== Stated problem ==
Please arrange the records below as a two-column CSV with the headers "wording" and "points", giving one row to each sentence along with the coordinates listed after it. Put each field in double quotes, replace line breaks inside a field with spaces, and leave out the pictures.

== Exercise materials ==
|---|
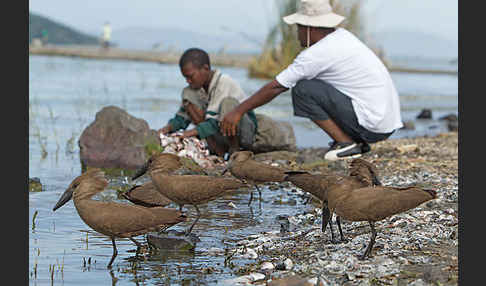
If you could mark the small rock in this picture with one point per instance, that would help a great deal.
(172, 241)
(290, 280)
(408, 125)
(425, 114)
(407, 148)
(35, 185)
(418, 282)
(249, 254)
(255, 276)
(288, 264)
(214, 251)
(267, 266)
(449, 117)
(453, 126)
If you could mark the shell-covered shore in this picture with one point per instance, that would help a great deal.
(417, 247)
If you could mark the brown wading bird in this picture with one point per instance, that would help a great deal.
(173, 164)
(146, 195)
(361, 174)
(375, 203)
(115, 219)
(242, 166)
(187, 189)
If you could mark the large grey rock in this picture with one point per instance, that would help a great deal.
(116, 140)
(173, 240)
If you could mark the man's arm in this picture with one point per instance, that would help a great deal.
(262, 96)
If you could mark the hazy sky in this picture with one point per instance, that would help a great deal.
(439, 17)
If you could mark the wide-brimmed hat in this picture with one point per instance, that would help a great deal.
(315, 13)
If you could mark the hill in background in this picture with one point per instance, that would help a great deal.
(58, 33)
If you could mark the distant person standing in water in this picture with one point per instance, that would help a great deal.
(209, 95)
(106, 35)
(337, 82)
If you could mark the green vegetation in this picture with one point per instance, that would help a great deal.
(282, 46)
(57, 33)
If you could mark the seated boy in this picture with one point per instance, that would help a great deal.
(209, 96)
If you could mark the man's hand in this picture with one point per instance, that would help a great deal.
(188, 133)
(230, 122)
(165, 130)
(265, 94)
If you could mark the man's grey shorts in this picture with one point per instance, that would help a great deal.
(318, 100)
|---|
== Reply to the exercise ==
wording,points
"If you could mark the small rock in this picture with one point per instance, that would help a great deal.","(172, 241) (290, 280) (408, 125) (425, 114) (407, 148) (35, 185) (418, 282) (249, 254) (255, 276) (288, 264) (214, 251) (267, 266) (449, 117) (453, 126)"
"If you could mark the shell-covered shore in this picture with one point per instance, that would help a great deal.","(417, 247)"
"If you could mark the brown wading bird in this picture with one point per instance, that would help a great deal.","(173, 164) (146, 195) (361, 174) (375, 203) (115, 219) (242, 166) (187, 189)"
"If you could mark the large grey rock in this picture with one point per instance, that would help a great deal.","(116, 140) (173, 240)"
"If you could mark the man's arm in this picture with one point per instance, that would help a great deal.","(262, 96)"
"If you could mark the hazy sky in this picture with one point per instance, that would help a great deal.","(439, 17)"
"If you could mark the wide-brimmed hat in this picture with one point per instance, that would help a great deal.","(315, 13)"
"If you could mark the hill in background in this picture with one point per instance, that would help a great deal.","(58, 33)"
"If you could mark the distant person standing in water in this picture with one point per instance, that would help a great deal.","(209, 95) (106, 35) (337, 82)"
"If you could mark the green vegetation in this picture with one point per instance, that would help a great deal.","(282, 46) (57, 33)"
"If you could mark the seated boy in this picture with one point per instance, that would help a great deal.","(209, 96)"
"If you could mark the man's hand in this picture with one point per instance, that would help a great deal.","(188, 133) (230, 122) (165, 130) (265, 94)"
"If you could mark the man's grey shorts in this picture with one point per instance, that would help a great deal.","(318, 100)"